[[ Source records, beginning ]]

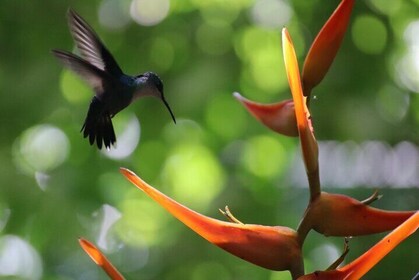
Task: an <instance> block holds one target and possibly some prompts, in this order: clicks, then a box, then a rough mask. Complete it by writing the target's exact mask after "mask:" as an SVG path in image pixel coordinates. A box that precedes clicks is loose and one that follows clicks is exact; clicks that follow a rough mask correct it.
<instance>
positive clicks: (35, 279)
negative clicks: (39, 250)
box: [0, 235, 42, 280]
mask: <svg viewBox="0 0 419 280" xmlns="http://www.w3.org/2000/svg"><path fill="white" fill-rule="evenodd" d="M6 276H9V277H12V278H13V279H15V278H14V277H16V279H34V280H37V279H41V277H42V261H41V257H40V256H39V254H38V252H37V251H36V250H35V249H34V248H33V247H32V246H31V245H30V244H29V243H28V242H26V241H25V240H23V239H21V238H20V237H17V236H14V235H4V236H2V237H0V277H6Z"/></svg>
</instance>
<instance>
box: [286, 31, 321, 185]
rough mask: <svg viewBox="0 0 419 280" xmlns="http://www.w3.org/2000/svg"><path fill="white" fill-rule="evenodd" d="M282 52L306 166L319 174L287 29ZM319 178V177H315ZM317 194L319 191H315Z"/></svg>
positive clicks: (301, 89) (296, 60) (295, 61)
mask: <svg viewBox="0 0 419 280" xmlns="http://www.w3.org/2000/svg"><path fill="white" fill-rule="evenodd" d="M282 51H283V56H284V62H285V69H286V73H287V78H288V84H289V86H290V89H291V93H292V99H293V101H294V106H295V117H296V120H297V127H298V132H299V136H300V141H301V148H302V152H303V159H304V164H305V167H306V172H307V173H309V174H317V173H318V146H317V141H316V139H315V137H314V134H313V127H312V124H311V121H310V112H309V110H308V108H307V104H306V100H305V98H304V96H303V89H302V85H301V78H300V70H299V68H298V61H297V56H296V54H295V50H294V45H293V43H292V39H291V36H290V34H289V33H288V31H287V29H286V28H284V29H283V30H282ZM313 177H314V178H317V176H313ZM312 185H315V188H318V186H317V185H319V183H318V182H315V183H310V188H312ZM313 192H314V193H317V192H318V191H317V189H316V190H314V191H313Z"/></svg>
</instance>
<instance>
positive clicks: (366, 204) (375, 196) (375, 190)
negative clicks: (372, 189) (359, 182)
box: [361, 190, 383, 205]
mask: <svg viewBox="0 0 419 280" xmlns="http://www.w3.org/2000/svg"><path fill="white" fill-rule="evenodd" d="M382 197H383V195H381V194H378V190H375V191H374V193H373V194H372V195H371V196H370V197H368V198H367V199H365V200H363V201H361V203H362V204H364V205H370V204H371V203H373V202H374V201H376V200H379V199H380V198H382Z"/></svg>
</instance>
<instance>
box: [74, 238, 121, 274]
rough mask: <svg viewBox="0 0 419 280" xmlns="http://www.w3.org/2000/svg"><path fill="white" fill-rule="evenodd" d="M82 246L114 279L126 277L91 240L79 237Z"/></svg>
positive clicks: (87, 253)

[[ Source records, end ]]

■ **Work order**: The reply is to be all the records above, transcribed exactly, with no pictures.

■ **Task answer**:
Task: an <instance> block holds one target and possibly some prompts, in this order: clicks, then a box, then a rough mask. Complete it by writing the target's exact mask after "mask:" as an SVG path in image pixel coordinates. A box that precedes clicks is loose and one that follows clicks is exact; clicks that follow a rough mask correct it.
<instance>
positive clicks: (35, 279)
negative clicks: (39, 250)
box: [0, 235, 42, 280]
mask: <svg viewBox="0 0 419 280" xmlns="http://www.w3.org/2000/svg"><path fill="white" fill-rule="evenodd" d="M6 276H9V277H12V278H13V279H15V278H14V277H16V279H34V280H37V279H41V277H42V261H41V257H40V256H39V254H38V252H37V251H36V250H35V249H34V248H33V247H32V246H31V245H30V244H29V243H28V242H26V241H25V240H23V239H21V238H20V237H17V236H14V235H4V236H2V237H0V277H6Z"/></svg>
</instance>
<instance>
box: [286, 31, 321, 185]
rough mask: <svg viewBox="0 0 419 280" xmlns="http://www.w3.org/2000/svg"><path fill="white" fill-rule="evenodd" d="M282 52L306 166L319 174L287 29ZM319 178V177H315ZM317 194L319 191H315Z"/></svg>
positive clicks: (301, 89) (296, 60) (295, 61)
mask: <svg viewBox="0 0 419 280" xmlns="http://www.w3.org/2000/svg"><path fill="white" fill-rule="evenodd" d="M282 51H283V56H284V62H285V69H286V73H287V78H288V84H289V86H290V89H291V93H292V99H293V101H294V106H295V117H296V120H297V127H298V132H299V136H300V141H301V148H302V152H303V159H304V164H305V167H306V172H307V173H309V174H317V173H318V146H317V141H316V139H315V137H314V134H313V127H312V124H311V121H310V112H309V110H308V108H307V104H306V100H305V98H304V96H303V89H302V85H301V78H300V70H299V68H298V61H297V56H296V54H295V50H294V45H293V43H292V39H291V36H290V34H289V33H288V31H287V29H286V28H284V29H283V30H282ZM313 177H314V178H317V176H313ZM312 185H315V188H318V186H317V185H319V183H318V182H315V183H310V188H312ZM313 192H314V193H317V192H318V191H317V189H316V190H314V191H313Z"/></svg>
</instance>
<instance>
positive clicks: (366, 204) (375, 196) (375, 190)
negative clicks: (372, 189) (359, 182)
box: [361, 190, 383, 205]
mask: <svg viewBox="0 0 419 280" xmlns="http://www.w3.org/2000/svg"><path fill="white" fill-rule="evenodd" d="M382 197H383V195H381V194H378V190H375V191H374V193H373V194H372V195H371V196H370V197H368V198H367V199H365V200H363V201H361V203H362V204H364V205H370V204H371V203H373V202H374V201H376V200H379V199H380V198H382Z"/></svg>
</instance>
<instance>
box: [74, 238, 121, 274]
rough mask: <svg viewBox="0 0 419 280" xmlns="http://www.w3.org/2000/svg"><path fill="white" fill-rule="evenodd" d="M82 246L114 279L126 277L91 240L79 237Z"/></svg>
positive clicks: (87, 253)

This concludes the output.